** Tareas pendientes **
A – Indica si cada afirmación coincide con el fragmento sobre la novela Nébeda y respalda cada respuesta con las palabras decisivas del fragmento, citadas literalmente: (i) Modesta Santín usaba la nébeda al cocer las castañas; (ii) Emilio Silva nació en El Bierzo; (iii) Nébeda es la segunda novela de Emilio Silva.
B – Retoma el fragmento sobre la novela Nébeda a partir de su última oración y continúalo.

** Fragmento citado **
____

La ‘Nepeta Cataria’ es una planta aromática conocida también como ‘menta de gatos’ que la vecina Modesta Santín usaba en El Bierzo para adulterar el sabor de las castañas mientras las cocía. Eran tiempos de carencias y ese menú frugal a base de frutos secos se repetía monótonamente. Con el nombre de esa flor amarillenta y rosada, Nébeda, el nieto de Modesta, Emilio Silva, ha construido su primera novela, que regresa a esos años de apreturas y dietas, también en el pensamiento y en la libertad. Que su abuelo fuera el primer muerto republicano en una cuneta identificado mediante un análisis genético, ha sido en la vida de Silva algo mucho más poderoso que un trozo de historia. Supuso para este periodista y sociólogo (Elizondo, Navarra, 1965) el impulso que ha dirigido casi todo su mundo, también el literario. En Nébeda (editado por Alkibla), este activista de la Memoria Histórica recrea el encuentro de dos ancianos que regresan de un exilio a su tierra leonesa y reconstruyen un pasado de paisajes, gentes y justicia muy pegado a su propia familia y al dolor por la desaparición y el silencio.

____

** Datos de origen **
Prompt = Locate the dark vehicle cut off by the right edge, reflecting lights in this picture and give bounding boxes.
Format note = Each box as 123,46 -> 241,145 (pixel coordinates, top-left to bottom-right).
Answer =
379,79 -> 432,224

____

** Respuestas del ejercicio **
A –
(i) Sí: «que la vecina Modesta Santín usaba en El Bierzo para adulterar el sabor de las castañas mientras las cocía».
(ii) No: «(Elizondo, Navarra, 1965)».
(iii) No: «ha construido su primera novela».

B –
Dice que llevaba muchos años con esta novela en su cabeza, de hecho, la quisieron publicar ya y prefirió ‘esperar’. ¿Era ahora el momento? ¿Por qué?
Esta novela lleva escrita más de veinte años y lo que ha complicado su camino hacia una imprenta es que es una respuesta a un doloroso silencio familiar. En el año 2004 publiqué con la editorial Temas de Hoy un libro titulado Las fosas de Franco, en el que ya contaba lo que le ocurrió a mi familia. Lo hice con un relato entre histórico y periodístico, algo que podía llevar a cabo con cierta distancia, utilizando una herramienta con la que estaba acostumbrado a trabajar. Lo que he descubierto en el proceso de la novela es que es mucho más complicado relatar desde la ficción algo que ha marcado tanto mi vida, porque muestra las emociones, los recovecos de los silencios familiares y a veces expones cosas de las que ni siquiera eres consciente por mucha reflexión que hayas hecho.
Soy nieto de un desaparecido y soy hijo de un traumatizado
¿Ha sido emocionalmente duro inventarse personajes tan pegados a su propia vida? Por no decir que son su espejo vital.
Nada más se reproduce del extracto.